Your task: Range to output from the entries below: the line containing "Target: dining table" through the line containing "the upper kitchen cabinet". Set it down exactly, ends included, nothing else.

Source data:
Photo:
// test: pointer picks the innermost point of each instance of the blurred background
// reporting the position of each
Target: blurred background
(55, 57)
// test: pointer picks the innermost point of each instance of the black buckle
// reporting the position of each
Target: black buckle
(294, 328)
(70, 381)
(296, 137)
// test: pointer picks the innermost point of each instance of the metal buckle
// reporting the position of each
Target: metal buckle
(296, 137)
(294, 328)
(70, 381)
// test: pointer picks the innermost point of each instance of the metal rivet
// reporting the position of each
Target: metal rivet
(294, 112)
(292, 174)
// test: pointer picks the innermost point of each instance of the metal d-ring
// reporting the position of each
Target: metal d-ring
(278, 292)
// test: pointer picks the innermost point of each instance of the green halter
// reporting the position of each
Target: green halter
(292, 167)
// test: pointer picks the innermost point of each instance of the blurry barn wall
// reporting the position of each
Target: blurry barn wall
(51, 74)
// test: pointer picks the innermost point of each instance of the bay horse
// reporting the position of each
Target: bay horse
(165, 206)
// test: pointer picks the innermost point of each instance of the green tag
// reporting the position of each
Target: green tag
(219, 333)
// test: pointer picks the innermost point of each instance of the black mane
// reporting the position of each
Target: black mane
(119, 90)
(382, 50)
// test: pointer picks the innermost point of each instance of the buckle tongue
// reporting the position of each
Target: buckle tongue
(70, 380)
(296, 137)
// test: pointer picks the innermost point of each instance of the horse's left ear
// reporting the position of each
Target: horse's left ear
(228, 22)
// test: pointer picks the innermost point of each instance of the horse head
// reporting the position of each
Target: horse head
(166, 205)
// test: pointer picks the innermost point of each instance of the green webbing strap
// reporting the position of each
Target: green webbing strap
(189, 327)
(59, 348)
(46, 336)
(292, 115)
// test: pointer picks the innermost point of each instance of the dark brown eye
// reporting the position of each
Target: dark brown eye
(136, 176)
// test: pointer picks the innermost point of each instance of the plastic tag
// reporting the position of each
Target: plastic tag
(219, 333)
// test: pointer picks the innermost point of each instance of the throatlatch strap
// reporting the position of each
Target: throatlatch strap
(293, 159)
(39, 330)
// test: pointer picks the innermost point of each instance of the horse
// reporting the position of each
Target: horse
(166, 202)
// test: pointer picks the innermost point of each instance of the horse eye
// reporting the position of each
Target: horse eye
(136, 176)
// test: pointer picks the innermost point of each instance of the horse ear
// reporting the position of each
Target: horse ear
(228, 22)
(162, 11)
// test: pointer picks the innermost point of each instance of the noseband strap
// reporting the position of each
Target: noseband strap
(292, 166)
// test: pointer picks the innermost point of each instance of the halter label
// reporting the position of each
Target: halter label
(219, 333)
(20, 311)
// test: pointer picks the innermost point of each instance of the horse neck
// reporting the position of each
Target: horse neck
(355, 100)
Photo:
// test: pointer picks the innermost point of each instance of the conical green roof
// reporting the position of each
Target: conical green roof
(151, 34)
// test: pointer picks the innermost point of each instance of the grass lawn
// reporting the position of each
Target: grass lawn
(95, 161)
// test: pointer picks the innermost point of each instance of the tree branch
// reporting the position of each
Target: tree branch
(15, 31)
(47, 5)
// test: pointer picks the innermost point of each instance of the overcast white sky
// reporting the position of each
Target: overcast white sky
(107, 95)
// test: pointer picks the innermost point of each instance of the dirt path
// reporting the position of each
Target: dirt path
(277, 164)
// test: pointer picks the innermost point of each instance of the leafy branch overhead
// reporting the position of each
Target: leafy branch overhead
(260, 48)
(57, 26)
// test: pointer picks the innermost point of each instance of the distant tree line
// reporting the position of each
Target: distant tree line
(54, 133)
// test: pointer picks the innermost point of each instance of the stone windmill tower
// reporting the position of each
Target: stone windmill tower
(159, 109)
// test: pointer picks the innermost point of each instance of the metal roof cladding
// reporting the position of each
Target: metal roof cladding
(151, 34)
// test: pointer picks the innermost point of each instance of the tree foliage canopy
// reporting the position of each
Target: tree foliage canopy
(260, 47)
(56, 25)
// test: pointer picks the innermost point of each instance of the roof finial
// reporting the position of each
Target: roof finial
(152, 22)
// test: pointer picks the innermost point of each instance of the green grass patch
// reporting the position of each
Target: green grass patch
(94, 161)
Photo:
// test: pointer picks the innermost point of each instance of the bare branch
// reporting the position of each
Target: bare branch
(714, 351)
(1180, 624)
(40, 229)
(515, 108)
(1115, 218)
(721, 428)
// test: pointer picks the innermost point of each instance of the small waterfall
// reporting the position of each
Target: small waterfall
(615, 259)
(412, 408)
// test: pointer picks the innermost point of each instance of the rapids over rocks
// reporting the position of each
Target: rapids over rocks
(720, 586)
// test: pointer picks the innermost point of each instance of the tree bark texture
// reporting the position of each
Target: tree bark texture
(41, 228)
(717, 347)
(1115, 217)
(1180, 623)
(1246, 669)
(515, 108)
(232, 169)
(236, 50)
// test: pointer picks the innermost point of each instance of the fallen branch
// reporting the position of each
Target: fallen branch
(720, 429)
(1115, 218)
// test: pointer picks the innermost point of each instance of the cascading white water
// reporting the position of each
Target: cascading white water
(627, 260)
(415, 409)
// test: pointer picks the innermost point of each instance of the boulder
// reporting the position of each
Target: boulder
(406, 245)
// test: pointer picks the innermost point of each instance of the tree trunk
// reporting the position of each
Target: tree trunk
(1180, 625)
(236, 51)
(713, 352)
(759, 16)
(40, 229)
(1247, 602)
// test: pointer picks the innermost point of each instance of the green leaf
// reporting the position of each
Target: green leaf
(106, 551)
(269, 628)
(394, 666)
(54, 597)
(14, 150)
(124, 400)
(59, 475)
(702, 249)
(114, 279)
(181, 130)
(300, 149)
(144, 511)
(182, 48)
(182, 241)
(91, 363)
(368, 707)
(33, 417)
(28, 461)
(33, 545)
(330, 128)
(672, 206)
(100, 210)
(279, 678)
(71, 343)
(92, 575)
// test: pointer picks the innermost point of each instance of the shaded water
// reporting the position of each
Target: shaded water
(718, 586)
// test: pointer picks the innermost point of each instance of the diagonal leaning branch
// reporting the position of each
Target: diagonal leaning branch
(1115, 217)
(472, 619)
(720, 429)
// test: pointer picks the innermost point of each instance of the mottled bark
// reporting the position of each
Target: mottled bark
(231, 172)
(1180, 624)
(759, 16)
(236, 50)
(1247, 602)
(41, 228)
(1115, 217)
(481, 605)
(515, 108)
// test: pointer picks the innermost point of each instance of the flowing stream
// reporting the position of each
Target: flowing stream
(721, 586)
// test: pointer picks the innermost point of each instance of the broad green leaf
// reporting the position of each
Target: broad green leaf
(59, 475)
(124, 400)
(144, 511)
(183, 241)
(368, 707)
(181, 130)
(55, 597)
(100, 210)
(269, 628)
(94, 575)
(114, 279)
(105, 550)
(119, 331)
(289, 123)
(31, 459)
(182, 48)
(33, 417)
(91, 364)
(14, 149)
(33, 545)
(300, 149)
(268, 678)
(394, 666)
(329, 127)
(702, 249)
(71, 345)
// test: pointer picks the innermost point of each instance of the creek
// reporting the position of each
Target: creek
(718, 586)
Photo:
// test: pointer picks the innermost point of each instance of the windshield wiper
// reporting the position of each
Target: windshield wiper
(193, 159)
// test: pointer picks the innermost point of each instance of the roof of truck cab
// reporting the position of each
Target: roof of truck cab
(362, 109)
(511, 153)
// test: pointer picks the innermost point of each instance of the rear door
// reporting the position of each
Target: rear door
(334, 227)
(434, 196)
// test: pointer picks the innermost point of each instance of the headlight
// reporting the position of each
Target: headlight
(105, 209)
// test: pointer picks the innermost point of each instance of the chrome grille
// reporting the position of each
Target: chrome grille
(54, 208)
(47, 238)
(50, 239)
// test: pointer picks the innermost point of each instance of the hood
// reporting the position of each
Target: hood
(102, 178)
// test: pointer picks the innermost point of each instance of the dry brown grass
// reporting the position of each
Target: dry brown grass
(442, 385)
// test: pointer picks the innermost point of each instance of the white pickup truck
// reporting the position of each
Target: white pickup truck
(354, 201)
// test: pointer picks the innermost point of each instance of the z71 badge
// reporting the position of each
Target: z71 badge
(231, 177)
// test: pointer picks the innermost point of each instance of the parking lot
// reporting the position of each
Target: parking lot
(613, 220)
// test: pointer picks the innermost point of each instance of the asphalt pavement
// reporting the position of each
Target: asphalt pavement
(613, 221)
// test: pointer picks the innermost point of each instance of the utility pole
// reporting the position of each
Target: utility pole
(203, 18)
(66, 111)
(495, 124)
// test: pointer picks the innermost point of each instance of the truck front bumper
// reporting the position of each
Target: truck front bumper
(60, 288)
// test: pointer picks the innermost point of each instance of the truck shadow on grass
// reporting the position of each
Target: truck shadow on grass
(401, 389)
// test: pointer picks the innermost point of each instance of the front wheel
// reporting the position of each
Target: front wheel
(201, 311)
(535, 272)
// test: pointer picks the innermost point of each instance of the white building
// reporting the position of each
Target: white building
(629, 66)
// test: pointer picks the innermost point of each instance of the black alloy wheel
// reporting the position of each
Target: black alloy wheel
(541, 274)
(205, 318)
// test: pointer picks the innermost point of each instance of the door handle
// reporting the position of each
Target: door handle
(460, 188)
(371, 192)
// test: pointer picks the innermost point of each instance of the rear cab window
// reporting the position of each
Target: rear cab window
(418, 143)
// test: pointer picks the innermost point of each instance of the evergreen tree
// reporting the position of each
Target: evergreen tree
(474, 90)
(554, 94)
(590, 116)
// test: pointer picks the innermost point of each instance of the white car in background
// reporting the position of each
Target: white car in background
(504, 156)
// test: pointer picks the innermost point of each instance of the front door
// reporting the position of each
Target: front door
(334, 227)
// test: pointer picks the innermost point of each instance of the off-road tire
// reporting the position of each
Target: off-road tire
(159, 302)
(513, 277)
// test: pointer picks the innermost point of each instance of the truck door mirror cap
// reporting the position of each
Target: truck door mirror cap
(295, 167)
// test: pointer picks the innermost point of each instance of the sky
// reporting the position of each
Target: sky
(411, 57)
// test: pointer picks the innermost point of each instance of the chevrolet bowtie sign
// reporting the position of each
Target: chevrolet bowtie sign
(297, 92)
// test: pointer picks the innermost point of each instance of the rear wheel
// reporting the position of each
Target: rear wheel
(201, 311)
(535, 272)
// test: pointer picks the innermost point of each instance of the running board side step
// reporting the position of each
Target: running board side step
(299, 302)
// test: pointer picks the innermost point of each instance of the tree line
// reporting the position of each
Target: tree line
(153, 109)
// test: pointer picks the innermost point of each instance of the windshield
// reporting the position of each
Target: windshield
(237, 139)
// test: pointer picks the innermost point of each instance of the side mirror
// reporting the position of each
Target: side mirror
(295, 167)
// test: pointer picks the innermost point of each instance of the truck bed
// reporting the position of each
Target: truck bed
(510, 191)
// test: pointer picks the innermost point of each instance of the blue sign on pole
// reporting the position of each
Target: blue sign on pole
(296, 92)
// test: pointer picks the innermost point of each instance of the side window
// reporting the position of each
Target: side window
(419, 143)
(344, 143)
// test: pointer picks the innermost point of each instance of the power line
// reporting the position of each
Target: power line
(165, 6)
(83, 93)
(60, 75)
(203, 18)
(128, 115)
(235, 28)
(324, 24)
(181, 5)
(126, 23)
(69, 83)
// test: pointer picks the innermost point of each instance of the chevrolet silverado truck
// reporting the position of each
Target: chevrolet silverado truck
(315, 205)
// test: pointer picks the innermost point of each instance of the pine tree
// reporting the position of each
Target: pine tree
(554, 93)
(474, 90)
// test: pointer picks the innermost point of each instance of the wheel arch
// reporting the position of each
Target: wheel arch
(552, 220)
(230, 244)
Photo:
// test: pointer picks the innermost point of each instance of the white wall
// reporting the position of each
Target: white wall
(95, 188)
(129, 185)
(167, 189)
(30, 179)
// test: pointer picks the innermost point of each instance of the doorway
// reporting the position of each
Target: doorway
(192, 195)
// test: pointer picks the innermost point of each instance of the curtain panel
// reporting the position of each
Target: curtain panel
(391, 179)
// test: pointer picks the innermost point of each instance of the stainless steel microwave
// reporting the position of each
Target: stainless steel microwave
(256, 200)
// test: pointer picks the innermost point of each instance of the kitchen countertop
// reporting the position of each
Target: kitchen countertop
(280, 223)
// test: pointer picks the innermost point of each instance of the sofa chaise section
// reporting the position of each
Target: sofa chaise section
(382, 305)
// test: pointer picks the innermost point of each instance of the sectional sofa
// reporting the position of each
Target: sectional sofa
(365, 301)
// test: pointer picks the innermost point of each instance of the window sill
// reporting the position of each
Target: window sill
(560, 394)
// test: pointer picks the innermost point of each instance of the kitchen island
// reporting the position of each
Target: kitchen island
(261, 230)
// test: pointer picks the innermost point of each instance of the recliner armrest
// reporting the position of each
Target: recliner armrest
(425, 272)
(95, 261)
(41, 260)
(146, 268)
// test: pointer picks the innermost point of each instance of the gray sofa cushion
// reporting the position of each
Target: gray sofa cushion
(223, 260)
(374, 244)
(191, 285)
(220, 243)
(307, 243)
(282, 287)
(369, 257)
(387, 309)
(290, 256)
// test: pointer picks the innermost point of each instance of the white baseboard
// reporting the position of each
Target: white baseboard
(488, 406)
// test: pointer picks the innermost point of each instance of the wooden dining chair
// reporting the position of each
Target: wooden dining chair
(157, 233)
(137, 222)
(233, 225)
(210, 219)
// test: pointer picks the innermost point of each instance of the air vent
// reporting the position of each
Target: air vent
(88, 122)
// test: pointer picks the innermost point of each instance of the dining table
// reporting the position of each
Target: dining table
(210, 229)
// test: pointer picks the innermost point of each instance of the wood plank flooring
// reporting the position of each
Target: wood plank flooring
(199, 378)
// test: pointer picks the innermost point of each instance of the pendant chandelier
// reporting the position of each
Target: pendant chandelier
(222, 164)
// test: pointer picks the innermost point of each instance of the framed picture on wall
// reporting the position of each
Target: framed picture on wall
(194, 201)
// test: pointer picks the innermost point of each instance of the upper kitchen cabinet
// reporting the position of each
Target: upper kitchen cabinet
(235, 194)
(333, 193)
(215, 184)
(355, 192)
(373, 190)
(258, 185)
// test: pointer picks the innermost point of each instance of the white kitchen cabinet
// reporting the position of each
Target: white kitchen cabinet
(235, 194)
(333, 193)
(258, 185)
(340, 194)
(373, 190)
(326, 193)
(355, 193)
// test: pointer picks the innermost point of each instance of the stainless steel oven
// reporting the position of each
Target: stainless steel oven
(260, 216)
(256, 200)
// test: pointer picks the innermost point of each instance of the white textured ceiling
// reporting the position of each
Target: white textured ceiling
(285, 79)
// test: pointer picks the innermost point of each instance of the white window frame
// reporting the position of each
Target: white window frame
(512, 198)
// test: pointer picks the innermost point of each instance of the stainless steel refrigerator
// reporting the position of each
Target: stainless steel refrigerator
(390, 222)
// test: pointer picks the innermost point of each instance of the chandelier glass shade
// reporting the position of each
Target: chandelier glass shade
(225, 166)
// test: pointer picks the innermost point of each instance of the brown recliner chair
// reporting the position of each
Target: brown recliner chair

Answer:
Target: dining table
(210, 229)
// test: pointer picks the innermost point of each instance of the wood plank flooring
// reporting the position of each
Target: wood plank flooring
(199, 378)
// test: pointer picks the innermost point of each instance of the pendant chandelier
// reporting the position of each
Target: pendant chandelier
(222, 164)
// test: pointer picks the innermost point of each instance of the framed picture on wall
// reporting the position of each
Target: framed picture on wall
(194, 201)
// test: pointer picks the innermost point of each instance of the upper kitchen cabinet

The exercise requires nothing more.